__EXERCISE__:
If a line in the entries below includes the string "benz", copy it out.

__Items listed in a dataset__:
[Start of Attachment]

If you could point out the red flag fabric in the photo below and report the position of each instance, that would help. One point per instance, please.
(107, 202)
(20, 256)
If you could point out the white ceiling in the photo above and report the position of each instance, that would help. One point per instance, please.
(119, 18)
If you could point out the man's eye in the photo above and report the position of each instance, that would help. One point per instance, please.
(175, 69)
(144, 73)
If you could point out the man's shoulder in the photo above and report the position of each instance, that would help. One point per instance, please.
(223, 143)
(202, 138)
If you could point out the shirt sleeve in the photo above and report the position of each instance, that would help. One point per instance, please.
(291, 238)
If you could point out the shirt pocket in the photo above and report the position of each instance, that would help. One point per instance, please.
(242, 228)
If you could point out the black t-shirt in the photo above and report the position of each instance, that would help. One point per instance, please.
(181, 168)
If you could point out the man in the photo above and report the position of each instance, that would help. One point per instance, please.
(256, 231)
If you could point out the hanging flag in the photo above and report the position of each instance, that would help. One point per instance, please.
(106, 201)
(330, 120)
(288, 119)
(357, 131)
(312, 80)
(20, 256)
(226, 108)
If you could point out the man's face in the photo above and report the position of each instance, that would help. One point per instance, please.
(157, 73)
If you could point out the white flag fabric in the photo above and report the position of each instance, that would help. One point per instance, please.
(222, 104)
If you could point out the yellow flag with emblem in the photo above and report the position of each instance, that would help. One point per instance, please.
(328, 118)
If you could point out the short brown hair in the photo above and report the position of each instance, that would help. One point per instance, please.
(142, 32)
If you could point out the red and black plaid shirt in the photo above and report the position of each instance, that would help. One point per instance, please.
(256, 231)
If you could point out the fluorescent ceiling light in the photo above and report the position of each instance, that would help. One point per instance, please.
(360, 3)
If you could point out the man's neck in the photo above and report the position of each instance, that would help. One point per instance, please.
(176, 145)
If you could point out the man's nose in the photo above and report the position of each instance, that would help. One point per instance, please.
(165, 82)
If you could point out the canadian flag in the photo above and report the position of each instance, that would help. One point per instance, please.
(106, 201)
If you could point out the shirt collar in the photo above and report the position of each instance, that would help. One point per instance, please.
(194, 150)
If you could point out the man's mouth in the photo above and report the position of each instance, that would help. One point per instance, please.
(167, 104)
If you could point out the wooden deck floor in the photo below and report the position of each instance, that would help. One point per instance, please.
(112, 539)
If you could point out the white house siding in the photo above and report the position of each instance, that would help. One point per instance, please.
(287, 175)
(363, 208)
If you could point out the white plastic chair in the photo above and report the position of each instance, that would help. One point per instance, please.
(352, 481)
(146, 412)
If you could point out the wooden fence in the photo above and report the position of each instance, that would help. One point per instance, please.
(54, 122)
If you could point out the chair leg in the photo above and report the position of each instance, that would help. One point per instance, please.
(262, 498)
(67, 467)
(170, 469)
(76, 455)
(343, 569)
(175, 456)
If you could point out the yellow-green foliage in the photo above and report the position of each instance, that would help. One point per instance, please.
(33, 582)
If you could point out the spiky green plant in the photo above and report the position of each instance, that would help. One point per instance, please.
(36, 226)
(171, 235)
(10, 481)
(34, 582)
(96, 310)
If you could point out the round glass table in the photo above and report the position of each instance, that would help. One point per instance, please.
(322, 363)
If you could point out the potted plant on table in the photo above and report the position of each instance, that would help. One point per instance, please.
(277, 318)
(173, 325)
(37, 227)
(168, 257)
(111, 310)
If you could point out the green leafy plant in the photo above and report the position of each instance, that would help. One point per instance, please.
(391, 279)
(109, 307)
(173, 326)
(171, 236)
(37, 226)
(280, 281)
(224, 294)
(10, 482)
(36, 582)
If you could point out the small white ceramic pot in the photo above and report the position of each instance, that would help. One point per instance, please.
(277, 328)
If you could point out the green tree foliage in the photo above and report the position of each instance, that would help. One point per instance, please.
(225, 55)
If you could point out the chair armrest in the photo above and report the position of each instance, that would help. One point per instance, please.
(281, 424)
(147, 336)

[End of Attachment]
[Start of Attachment]

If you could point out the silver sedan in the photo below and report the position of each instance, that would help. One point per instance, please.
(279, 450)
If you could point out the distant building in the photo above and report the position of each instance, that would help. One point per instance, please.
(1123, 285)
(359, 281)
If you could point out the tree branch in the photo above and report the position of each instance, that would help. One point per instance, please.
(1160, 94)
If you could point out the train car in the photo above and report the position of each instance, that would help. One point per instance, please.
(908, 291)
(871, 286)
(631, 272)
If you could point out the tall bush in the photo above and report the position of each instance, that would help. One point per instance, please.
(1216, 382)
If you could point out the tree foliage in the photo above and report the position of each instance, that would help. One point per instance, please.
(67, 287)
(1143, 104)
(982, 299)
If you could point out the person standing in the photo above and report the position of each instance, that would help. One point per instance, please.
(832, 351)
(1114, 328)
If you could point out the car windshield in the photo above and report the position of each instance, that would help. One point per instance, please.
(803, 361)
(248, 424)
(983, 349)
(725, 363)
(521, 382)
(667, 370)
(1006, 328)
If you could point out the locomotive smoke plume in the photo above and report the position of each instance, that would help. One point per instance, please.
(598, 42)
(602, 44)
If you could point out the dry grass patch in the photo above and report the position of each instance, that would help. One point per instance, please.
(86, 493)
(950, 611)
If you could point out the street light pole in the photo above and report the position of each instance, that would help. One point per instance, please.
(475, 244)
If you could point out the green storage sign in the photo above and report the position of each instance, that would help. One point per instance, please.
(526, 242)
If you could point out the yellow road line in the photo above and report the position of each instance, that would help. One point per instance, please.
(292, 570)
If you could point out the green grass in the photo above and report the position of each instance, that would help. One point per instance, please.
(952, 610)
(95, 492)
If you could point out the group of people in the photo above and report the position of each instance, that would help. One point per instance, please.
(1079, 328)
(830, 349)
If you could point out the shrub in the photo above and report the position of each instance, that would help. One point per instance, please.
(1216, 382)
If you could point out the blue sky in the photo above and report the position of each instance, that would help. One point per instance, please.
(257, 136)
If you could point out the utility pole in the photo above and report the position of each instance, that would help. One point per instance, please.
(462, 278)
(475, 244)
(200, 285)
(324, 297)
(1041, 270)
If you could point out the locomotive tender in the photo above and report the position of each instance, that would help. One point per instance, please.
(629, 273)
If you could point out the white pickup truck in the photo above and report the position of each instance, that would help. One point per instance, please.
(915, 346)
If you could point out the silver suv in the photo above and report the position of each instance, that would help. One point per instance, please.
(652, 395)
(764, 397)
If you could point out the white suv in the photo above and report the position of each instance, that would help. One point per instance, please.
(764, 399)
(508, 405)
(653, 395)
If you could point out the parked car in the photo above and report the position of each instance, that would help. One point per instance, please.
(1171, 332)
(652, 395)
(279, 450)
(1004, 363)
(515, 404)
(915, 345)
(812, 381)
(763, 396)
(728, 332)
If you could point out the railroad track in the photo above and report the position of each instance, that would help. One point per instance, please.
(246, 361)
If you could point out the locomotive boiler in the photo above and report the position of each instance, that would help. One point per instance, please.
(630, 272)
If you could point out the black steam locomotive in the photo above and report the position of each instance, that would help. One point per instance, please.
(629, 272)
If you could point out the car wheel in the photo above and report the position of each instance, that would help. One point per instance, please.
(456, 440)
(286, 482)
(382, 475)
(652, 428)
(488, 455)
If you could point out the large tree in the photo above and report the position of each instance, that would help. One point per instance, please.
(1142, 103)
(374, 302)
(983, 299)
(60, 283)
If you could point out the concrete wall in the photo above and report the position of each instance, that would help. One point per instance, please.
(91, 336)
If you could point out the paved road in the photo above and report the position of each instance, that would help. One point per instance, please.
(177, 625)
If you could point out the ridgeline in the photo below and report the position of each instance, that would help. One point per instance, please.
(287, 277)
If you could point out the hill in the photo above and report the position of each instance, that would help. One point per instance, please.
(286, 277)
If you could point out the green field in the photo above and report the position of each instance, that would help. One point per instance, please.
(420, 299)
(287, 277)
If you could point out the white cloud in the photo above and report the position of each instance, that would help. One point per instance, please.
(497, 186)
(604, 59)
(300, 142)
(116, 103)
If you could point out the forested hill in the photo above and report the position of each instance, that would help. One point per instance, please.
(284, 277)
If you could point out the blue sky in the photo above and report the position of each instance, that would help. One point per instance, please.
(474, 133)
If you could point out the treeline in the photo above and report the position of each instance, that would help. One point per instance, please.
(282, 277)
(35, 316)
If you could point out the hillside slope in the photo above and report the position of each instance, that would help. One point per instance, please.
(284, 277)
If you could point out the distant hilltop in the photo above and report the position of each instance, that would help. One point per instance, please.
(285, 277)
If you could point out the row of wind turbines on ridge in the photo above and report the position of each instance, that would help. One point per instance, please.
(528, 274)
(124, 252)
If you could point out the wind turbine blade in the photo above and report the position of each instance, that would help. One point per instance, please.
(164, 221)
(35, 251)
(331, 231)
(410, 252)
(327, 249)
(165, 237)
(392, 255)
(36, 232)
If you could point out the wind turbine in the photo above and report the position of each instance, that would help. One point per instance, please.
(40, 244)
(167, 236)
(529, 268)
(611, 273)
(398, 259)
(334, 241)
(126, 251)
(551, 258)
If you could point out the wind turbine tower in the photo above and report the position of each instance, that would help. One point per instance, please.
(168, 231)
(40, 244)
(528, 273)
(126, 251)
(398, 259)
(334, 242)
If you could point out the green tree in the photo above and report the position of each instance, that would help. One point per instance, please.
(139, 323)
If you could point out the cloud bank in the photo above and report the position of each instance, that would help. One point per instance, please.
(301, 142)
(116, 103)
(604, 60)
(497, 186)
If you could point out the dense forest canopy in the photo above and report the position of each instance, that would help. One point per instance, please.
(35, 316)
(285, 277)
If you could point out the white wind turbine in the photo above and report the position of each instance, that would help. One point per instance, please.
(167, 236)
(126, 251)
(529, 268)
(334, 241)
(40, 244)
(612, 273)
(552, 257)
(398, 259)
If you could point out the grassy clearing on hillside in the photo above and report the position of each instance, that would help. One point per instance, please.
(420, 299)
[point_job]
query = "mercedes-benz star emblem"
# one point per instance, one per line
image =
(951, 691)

[End of Attachment]
[Start of Attachment]

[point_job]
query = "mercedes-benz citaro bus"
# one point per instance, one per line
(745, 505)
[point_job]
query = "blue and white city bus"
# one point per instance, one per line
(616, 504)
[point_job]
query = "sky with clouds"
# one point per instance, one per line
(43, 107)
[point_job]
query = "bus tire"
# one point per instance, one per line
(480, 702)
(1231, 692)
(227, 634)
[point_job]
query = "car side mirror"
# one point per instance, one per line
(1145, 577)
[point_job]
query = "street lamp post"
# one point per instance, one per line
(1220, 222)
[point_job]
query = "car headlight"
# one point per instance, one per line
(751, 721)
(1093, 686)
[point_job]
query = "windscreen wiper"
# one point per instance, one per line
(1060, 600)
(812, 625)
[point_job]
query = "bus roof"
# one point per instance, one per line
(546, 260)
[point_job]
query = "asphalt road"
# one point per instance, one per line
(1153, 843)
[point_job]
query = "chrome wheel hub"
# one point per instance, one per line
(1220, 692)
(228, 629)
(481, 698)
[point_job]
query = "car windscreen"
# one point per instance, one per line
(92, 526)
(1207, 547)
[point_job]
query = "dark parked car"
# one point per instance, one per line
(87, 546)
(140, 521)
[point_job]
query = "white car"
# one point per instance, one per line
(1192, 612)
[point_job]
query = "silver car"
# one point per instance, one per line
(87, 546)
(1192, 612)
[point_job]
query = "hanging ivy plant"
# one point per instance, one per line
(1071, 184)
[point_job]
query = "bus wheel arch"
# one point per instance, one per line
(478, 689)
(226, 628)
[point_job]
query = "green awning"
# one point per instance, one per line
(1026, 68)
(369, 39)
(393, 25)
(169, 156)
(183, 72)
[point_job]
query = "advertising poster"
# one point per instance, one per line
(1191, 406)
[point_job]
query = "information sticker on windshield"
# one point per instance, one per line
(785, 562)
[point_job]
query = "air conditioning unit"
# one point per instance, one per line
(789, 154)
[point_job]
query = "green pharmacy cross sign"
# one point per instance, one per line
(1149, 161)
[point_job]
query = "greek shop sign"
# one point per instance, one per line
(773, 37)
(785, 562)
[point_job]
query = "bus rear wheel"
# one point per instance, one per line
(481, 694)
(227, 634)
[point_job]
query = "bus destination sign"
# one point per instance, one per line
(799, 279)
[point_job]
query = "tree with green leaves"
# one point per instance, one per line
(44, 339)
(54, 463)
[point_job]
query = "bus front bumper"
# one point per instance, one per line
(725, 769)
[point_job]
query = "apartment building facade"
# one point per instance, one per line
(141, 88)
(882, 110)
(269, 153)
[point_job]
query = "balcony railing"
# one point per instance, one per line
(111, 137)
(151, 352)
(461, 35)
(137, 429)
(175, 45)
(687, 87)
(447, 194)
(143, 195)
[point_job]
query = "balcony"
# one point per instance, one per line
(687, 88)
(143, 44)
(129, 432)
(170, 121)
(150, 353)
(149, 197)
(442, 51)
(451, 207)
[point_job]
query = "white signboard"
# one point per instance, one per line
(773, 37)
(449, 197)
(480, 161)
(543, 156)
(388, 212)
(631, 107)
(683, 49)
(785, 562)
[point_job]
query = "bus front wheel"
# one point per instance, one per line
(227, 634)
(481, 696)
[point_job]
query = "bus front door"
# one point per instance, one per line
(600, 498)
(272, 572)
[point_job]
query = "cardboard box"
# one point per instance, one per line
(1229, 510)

[End of Attachment]

__SOLUTION BELOW__:
query = "mercedes-benz star emblem"
query = "mercedes-benz citaro bus"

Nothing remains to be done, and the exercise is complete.